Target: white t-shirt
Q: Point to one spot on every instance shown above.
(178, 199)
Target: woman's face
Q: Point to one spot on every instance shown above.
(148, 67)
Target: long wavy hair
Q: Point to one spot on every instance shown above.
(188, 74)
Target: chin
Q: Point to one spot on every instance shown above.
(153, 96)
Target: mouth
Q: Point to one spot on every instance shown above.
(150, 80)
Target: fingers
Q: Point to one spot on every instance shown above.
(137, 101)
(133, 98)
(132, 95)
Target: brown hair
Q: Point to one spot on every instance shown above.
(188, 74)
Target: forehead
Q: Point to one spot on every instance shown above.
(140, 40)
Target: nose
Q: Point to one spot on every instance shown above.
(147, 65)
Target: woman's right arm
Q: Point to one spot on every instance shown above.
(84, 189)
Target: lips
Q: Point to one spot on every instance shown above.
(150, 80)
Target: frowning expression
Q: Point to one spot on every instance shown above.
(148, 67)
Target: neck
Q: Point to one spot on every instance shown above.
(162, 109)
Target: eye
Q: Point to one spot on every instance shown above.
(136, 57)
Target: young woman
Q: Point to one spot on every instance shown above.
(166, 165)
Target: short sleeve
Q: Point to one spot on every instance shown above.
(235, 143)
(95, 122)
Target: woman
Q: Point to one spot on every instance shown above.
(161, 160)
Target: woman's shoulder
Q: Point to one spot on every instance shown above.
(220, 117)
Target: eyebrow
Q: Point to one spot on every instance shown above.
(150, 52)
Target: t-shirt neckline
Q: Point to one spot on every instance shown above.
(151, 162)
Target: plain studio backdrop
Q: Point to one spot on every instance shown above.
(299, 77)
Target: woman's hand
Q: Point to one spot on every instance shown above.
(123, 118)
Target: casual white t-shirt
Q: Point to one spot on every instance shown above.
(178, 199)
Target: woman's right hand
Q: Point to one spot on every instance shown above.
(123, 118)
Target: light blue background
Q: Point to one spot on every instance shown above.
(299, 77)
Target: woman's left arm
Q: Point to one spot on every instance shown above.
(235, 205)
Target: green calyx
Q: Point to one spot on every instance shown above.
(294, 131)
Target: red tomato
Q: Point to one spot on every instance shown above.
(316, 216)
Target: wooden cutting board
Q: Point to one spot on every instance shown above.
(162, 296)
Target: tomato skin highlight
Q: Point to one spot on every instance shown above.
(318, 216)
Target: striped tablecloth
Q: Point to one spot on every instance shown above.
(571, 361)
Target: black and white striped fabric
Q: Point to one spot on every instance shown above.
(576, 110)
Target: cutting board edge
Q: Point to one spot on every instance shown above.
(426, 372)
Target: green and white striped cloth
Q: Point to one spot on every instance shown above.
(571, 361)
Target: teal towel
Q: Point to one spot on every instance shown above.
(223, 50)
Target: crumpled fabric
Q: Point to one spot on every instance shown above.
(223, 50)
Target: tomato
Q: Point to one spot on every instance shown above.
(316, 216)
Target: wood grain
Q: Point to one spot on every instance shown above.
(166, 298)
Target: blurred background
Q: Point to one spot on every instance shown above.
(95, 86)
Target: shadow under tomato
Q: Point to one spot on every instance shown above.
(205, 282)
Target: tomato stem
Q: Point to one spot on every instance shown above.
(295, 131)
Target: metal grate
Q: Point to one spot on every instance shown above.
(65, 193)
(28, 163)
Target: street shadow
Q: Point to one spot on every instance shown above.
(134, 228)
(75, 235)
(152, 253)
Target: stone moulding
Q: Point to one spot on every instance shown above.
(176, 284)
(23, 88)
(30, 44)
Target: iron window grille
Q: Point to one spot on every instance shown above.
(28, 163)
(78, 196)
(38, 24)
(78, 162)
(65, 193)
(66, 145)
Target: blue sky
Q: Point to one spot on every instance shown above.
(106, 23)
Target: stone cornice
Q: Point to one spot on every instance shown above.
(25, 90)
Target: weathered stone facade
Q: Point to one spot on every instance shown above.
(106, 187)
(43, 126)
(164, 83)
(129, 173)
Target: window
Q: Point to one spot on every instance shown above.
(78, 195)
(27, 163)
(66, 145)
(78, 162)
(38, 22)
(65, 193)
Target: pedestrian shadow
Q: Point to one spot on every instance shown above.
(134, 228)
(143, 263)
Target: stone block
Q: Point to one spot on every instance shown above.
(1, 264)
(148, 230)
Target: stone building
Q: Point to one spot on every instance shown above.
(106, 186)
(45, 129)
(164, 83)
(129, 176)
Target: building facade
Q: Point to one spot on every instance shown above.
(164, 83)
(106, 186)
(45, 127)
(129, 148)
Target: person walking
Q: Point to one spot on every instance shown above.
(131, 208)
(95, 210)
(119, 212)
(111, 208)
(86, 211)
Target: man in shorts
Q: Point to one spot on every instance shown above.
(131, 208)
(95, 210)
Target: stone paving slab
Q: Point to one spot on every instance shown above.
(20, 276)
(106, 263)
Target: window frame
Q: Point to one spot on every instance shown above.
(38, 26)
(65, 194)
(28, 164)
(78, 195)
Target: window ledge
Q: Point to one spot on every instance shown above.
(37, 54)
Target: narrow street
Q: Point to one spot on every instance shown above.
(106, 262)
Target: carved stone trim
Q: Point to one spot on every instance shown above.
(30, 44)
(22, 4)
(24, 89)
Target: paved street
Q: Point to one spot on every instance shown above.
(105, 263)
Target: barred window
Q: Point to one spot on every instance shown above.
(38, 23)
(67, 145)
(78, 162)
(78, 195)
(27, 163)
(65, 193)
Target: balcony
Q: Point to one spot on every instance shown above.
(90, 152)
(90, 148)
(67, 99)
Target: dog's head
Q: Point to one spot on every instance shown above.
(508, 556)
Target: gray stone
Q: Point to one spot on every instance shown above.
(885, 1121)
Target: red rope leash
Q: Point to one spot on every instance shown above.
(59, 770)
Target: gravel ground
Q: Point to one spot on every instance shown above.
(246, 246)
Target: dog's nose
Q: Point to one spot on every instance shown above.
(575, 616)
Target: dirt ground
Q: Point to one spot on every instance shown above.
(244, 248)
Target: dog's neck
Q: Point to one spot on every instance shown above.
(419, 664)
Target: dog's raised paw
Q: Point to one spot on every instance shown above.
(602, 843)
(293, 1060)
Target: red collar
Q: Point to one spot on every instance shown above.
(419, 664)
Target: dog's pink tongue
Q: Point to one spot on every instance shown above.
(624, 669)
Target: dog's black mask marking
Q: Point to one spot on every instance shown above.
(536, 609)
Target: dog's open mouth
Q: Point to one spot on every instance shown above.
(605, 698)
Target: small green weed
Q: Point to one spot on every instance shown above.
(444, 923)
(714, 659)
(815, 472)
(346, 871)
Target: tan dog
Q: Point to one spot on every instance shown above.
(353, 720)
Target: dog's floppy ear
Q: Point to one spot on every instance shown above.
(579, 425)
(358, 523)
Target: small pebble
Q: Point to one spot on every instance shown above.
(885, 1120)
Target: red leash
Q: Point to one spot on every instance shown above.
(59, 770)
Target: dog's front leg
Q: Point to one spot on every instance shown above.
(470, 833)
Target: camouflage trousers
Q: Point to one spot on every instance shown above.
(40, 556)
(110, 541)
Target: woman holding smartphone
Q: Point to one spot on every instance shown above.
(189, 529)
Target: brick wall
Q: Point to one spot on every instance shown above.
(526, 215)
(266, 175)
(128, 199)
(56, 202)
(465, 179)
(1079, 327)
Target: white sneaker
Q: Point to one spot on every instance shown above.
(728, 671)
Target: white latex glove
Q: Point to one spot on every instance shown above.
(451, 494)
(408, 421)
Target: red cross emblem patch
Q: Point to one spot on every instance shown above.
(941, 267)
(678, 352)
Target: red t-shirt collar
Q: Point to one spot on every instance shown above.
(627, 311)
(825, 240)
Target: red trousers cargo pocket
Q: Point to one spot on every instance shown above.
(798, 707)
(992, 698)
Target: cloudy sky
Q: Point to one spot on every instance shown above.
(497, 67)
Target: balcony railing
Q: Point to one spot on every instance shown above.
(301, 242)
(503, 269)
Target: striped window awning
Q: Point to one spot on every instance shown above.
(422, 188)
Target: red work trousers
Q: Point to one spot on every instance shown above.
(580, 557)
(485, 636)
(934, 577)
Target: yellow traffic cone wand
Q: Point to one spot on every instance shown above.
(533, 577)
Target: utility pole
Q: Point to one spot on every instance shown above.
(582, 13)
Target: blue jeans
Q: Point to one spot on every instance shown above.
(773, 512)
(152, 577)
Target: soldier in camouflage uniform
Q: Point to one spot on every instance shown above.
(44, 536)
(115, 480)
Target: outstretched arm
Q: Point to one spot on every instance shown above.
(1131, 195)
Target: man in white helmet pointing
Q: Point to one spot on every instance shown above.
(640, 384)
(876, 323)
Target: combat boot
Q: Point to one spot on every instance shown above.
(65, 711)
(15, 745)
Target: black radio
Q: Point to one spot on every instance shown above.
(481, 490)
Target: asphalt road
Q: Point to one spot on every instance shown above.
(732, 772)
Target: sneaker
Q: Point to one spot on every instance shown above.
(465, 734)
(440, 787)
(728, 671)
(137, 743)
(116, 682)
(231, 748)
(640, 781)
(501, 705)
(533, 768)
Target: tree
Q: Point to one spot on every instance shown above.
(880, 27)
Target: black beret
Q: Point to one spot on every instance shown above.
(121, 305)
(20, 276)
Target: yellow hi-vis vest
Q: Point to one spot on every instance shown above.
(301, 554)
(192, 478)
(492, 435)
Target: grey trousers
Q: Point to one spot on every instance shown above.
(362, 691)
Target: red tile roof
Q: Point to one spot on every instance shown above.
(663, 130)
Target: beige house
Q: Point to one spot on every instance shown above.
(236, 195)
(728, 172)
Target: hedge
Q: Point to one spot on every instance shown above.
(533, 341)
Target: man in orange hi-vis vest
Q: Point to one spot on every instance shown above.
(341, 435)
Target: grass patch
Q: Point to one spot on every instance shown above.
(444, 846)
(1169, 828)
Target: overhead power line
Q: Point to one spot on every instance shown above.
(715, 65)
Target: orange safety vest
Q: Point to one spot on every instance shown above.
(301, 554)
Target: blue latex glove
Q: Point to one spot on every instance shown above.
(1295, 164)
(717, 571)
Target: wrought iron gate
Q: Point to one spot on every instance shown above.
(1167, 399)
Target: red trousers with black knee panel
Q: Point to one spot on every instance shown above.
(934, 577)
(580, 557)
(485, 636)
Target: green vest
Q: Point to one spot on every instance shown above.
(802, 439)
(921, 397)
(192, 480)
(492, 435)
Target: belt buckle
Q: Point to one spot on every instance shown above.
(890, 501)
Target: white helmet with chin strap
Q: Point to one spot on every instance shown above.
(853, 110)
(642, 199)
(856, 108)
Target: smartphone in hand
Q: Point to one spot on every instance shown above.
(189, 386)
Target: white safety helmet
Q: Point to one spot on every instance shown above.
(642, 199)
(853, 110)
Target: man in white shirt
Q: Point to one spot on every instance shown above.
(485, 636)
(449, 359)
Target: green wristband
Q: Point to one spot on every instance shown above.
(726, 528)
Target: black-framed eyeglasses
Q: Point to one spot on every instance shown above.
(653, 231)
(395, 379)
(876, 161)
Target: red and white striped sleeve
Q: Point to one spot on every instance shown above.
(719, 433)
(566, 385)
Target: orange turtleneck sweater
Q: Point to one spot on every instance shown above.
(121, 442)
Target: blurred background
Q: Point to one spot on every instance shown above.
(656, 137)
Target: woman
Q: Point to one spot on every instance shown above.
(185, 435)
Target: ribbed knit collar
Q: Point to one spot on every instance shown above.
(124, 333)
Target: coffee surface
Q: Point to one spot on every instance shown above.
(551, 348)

········

PROBLEM DESCRIPTION: Please copy each line of the records above in which the word "building" can be found.

WRITTEN ANSWER:
Target: stone building
Target: building facade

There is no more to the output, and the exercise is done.